§ **PROBLEM DETAILS**: Output the whole listing exactly, except for the pictures in it.
-=-=-=-=-
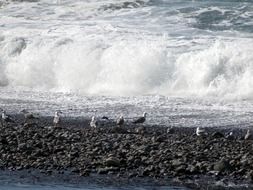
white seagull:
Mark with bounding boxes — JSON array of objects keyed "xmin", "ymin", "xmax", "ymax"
[
  {"xmin": 116, "ymin": 114, "xmax": 124, "ymax": 127},
  {"xmin": 53, "ymin": 111, "xmax": 62, "ymax": 127},
  {"xmin": 90, "ymin": 116, "xmax": 98, "ymax": 128},
  {"xmin": 1, "ymin": 110, "xmax": 14, "ymax": 126},
  {"xmin": 196, "ymin": 127, "xmax": 207, "ymax": 136},
  {"xmin": 133, "ymin": 112, "xmax": 147, "ymax": 124},
  {"xmin": 245, "ymin": 129, "xmax": 253, "ymax": 140}
]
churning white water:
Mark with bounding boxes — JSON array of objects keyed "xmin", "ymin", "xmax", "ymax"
[{"xmin": 1, "ymin": 0, "xmax": 253, "ymax": 128}]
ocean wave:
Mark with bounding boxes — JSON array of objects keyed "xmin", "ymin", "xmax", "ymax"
[
  {"xmin": 1, "ymin": 0, "xmax": 253, "ymax": 100},
  {"xmin": 1, "ymin": 34, "xmax": 253, "ymax": 100}
]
-=-=-=-=-
§ **COMPLETED TASK**:
white seagull:
Mark with bounding boxes — JSON array of objects keyed "xmin", "ymin", "xmax", "ymax"
[
  {"xmin": 116, "ymin": 114, "xmax": 124, "ymax": 127},
  {"xmin": 53, "ymin": 111, "xmax": 62, "ymax": 127},
  {"xmin": 90, "ymin": 116, "xmax": 98, "ymax": 128},
  {"xmin": 1, "ymin": 110, "xmax": 14, "ymax": 126},
  {"xmin": 196, "ymin": 127, "xmax": 207, "ymax": 136},
  {"xmin": 133, "ymin": 112, "xmax": 147, "ymax": 124},
  {"xmin": 245, "ymin": 129, "xmax": 253, "ymax": 140}
]
churning white water:
Mark with bounding boxes — JSON array of objects keyed "xmin", "ymin", "xmax", "ymax"
[{"xmin": 1, "ymin": 0, "xmax": 253, "ymax": 128}]
ocean wave:
Mark with bounding boxes — JSON array of objects keyed "xmin", "ymin", "xmax", "ymax"
[
  {"xmin": 1, "ymin": 0, "xmax": 253, "ymax": 100},
  {"xmin": 1, "ymin": 34, "xmax": 253, "ymax": 100}
]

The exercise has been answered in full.